The answer is all of the data, repeated exactly.

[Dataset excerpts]
┌────────

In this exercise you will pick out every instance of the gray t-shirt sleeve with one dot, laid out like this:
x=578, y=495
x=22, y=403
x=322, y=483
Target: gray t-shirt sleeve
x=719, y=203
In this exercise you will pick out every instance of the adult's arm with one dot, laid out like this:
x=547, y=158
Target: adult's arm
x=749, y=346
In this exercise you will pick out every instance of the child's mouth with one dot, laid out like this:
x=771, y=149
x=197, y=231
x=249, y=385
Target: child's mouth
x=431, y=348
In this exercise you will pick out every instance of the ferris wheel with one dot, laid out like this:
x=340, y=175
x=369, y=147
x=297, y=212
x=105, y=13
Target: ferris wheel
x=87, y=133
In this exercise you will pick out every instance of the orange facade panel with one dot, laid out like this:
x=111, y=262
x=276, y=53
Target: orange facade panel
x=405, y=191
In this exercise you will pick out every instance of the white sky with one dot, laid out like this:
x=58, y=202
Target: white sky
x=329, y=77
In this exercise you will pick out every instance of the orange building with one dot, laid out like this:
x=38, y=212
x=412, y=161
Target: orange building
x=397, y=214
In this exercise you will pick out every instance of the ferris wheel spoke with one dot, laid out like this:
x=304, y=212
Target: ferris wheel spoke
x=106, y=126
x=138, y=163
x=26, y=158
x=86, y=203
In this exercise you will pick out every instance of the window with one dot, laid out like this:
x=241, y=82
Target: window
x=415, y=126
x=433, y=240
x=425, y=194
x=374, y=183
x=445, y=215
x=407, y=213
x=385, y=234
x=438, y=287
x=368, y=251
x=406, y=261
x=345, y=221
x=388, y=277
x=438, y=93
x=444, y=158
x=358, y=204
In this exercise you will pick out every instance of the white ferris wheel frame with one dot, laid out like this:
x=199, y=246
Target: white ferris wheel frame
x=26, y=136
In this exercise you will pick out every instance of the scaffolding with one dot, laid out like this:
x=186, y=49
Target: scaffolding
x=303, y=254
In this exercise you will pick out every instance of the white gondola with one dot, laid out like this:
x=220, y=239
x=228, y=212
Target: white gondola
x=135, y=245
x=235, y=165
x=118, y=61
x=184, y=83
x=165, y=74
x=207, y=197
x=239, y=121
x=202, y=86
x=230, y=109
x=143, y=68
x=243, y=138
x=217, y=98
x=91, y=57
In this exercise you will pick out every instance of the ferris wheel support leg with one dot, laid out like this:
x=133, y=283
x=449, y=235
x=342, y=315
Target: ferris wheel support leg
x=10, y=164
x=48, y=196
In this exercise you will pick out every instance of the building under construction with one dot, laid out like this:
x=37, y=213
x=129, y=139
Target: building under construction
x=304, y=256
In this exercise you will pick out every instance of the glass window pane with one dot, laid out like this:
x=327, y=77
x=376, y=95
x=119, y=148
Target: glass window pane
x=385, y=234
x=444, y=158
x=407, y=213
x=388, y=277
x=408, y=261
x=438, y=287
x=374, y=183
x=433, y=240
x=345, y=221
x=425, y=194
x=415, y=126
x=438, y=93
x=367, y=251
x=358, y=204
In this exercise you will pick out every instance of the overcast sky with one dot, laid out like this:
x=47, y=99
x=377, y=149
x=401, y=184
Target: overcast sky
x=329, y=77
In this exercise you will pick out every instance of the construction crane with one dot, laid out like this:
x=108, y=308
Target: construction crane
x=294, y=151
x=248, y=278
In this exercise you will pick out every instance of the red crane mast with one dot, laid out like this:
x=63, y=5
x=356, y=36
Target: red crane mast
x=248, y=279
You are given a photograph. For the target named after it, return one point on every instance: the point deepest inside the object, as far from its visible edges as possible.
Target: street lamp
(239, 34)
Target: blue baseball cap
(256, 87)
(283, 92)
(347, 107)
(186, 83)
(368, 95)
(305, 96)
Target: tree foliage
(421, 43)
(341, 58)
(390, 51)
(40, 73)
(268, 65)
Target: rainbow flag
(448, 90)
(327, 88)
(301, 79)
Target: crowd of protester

└────────

:: TASK ANSWER ::
In this exercise you will pick out every instance of the gray t-shirt sleeve with one dot, laid out like this:
x=578, y=495
x=22, y=403
x=322, y=483
Target: gray t-shirt sleeve
x=719, y=203
In this exercise you will pick out every instance of the adult's arm with one dot, laid out like this:
x=547, y=158
Target: adult's arm
x=749, y=346
In this exercise you will pick out every instance of the child's mouth with one dot, laid out like this:
x=771, y=149
x=197, y=231
x=249, y=385
Target: child's mouth
x=431, y=348
In this exercise you will pick out every instance of the ferris wheel with one dot, laid out like this:
x=340, y=175
x=369, y=147
x=297, y=212
x=105, y=13
Target: ferris wheel
x=87, y=133
In this exercise you will pick out every instance of the orange facade panel with one dot, laid out like this:
x=111, y=262
x=276, y=53
Target: orange facade panel
x=405, y=191
In this exercise you will pick out every instance of the white sky with one dot, laid out like this:
x=58, y=202
Target: white sky
x=329, y=77
In this exercise you will pick out every instance of the orange building with one dot, laid out like this:
x=38, y=212
x=412, y=161
Target: orange building
x=397, y=214
In this exercise you will pick out every instance of the ferris wheel spoke with one dot, laid out like this:
x=304, y=212
Target: ferris wheel spoke
x=106, y=126
x=138, y=163
x=26, y=158
x=86, y=203
In this exercise you will pick out every instance of the window with one dot, laid out like this:
x=241, y=82
Target: window
x=415, y=126
x=433, y=240
x=425, y=194
x=374, y=183
x=445, y=215
x=407, y=213
x=385, y=234
x=438, y=287
x=368, y=251
x=406, y=261
x=345, y=221
x=388, y=277
x=438, y=93
x=444, y=158
x=358, y=204
In this exercise you will pick out every instance of the white ferris wheel frame with one dot, laid out like this:
x=199, y=246
Target: white ferris wheel frame
x=26, y=136
In this exercise you will pick out every instance of the scaffolding with one dot, laid out like this:
x=186, y=49
Target: scaffolding
x=303, y=254
In this exercise you will pick out every instance of the white gondola with one dot, laid out like this:
x=220, y=239
x=228, y=212
Target: white gondola
x=135, y=245
x=235, y=165
x=118, y=61
x=184, y=83
x=165, y=74
x=207, y=197
x=239, y=121
x=202, y=86
x=230, y=109
x=143, y=68
x=243, y=138
x=217, y=98
x=91, y=57
In this exercise you will pick out every instance of the ferris wheel support leg with one dot, laid out like this:
x=133, y=283
x=449, y=235
x=342, y=315
Target: ferris wheel support leg
x=10, y=164
x=48, y=196
In this exercise you will pick out every instance of the building under construction with one dot, laid out like this:
x=37, y=213
x=129, y=139
Target: building under construction
x=304, y=256
In this exercise you will pick out every instance of the glass window pane with one dot, laid out like this:
x=327, y=77
x=376, y=95
x=119, y=148
Target: glass window pane
x=385, y=234
x=444, y=158
x=407, y=213
x=388, y=277
x=408, y=261
x=438, y=287
x=374, y=183
x=433, y=240
x=345, y=221
x=425, y=194
x=415, y=126
x=438, y=93
x=367, y=251
x=358, y=204
In this exercise you will pick out every instance of the overcast sky with one dot, laid out like this:
x=47, y=99
x=377, y=149
x=401, y=184
Target: overcast sky
x=329, y=77
In this exercise you will pick out every instance of the construction crane with one dot, laid out like this:
x=108, y=308
Target: construction crane
x=294, y=151
x=248, y=278
In this exercise you will pick out every instance of the red crane mast with one dot, laid out like this:
x=63, y=5
x=356, y=36
Target: red crane mast
x=248, y=279
You are given a photograph. For the target named after it, return one point on every instance: the point deepest inside the object, as far from its visible edges as possible.
Target: street lamp
(239, 34)
Target: blue baseball cap
(256, 87)
(283, 92)
(347, 107)
(186, 83)
(368, 95)
(305, 96)
Target: tree foliage
(421, 43)
(341, 58)
(390, 51)
(40, 73)
(268, 65)
Target: rainbow flag
(448, 90)
(327, 88)
(301, 79)
Target: crowd of protester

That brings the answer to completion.